Transfer Pricing Adjustments in the Age of Pillar Two: Is it a new challenge to tackle for MNEs?

In 2016, Apple Inc. found itself at the center of a high-stakes tax controversy that captured global attention. The tech giant faced scrutiny from the European Commission over its Transfer Pricing practices and tax arrangements with Ireland. The investigation revealed that Apple had been allocating a substantial portion of its profits to Irish subsidiaries, benefiting from a favorable tax rate that was considerably lower than those in other jurisdictions. This strategy, while legal at the time, raised questions about profit shifting and tax base erosion.

The case was a landmark moment, underscoring the relation between Multinational Enterprises (MNEs) and international tax regulations. It led Apple to overhaul its Transfer Pricing policies to align with the OECD’s BEPS guidelines, ensuring greater transparency and compliance with global standards.

Fast forward to today, and the global tax landscape is evolving once again with the OECD’s Pillar Two GloBE rules introducing a global minimum tax rate of 15%. For MNEs operating in the UAE, understanding how these new rules intersect with UAE Federal Corporate Tax is not just important—it’s essential.

As MNEs operating in the UAE confront the evolving global tax landscape, understanding the intersection of OECD Pillar Two GloBE (Global Anti-Base Erosion) rules and UAE Federal Corporate Tax is crucial. These rules, part of the Base Erosion and Profit Shifting (BEPS) project, set a global minimum tax rate of 15% to combat profit shifting and tax base erosion. For MNEs in the UAE, the close association between Transfer Pricing rules and UAE Federal Corporate Tax brings both opportunities and challenges.

The Interplay Between Transfer Pricing Adjustments and UAE Federal Corporate Tax

In the UAE, Transfer Pricing adjustments are vital for ensuring that transactions between related parties reflect arm’s length pricing, in line with both UAE Federal Corporate Tax and international standards. The introduction of Pillar Two further adds a layer to this landscape:

Timing of Transfer Pricing Adjustments

  • Post-Year-End Adjustments: MNEs in the UAE often make adjustments after the financial year-end to align their results with Transfer Pricing policies. Under Pillar Two, these adjustments must be booked in the fiscal year to which they pertain or the year in which they were made. This requirement aligns with the UAE’s Federal Corporate Tax regulations, which also demand accurate reflection of financial results in tax returns.
  • Low-Tax Jurisdictions: Historically, the UAE’s favorable tax environment has been seen as a low-tax jurisdiction. Under Pillar Two, there is increased scrutiny on Transfer Pricing adjustments in such jurisdictions. The UAE’s Federal Corporate Tax framework, which adheres to the arm’s length principle, must be carefully integrated with the GloBE rules to avoid potential disallowance of adjustments and double taxation risks.
  • Double Taxation Risks: Adjustments made after filing the GloBE Information Return (“GIR”) can complicate dispute resolution. For UAE-based MNEs, this means navigating potential double taxation if income is reallocated from the UAE to higher-tax jurisdictions. The UAE’s corporate tax regime and its alignment with global standards play a critical role in managing these risks.

**Data records:**

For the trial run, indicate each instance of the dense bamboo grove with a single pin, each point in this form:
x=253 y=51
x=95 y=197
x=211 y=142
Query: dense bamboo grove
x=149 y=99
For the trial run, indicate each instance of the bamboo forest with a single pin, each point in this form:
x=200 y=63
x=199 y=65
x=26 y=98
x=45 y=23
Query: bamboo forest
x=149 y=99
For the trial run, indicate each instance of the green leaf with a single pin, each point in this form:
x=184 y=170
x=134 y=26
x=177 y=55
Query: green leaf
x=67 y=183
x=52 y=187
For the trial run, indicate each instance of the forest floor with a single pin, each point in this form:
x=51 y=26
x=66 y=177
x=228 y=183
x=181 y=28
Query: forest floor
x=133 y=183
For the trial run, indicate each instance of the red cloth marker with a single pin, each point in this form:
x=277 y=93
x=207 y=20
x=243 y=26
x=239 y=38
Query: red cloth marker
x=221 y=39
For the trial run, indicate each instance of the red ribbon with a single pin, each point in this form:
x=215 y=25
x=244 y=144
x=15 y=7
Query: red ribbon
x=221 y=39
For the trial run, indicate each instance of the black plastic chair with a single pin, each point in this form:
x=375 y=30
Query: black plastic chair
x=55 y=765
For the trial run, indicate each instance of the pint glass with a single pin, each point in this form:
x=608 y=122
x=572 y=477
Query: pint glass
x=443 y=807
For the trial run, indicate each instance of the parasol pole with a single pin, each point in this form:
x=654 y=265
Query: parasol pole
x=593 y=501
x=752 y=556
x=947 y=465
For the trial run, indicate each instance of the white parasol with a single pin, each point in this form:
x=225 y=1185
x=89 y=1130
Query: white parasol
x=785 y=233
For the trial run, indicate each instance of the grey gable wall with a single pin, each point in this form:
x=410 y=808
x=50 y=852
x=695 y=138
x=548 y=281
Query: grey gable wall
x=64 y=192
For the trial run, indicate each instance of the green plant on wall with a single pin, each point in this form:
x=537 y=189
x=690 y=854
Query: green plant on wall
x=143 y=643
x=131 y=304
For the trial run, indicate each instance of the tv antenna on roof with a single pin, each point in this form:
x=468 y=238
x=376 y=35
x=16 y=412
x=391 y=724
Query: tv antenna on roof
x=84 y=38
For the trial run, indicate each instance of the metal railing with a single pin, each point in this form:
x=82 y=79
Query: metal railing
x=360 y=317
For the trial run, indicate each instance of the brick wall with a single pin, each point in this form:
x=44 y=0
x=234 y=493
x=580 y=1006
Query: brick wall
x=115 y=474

**Assigned task:** Please reproduce everything in the Pillar Two transfer pricing text from "The Interplay Between" down to "in tax returns.", word for word. The records are unrelated material, separate from the Pillar Two transfer pricing text.

**Task response:**
The Interplay Between Transfer Pricing Adjustments and UAE Federal Corporate Tax

In the UAE, Transfer Pricing adjustments are vital for ensuring that transactions between related parties reflect arm’s length pricing, in line with both UAE Federal Corporate Tax and international standards. The introduction of Pillar Two further adds a layer to this landscape:

Timing of Transfer Pricing Adjustments

  • Post-Year-End Adjustments: MNEs in the UAE often make adjustments after the financial year-end to align their results with Transfer Pricing policies. Under Pillar Two, these adjustments must be booked in the fiscal year to which they pertain or the year in which they were made. This requirement aligns with the UAE’s Federal Corporate Tax regulations, which also demand accurate reflection of financial results in tax returns.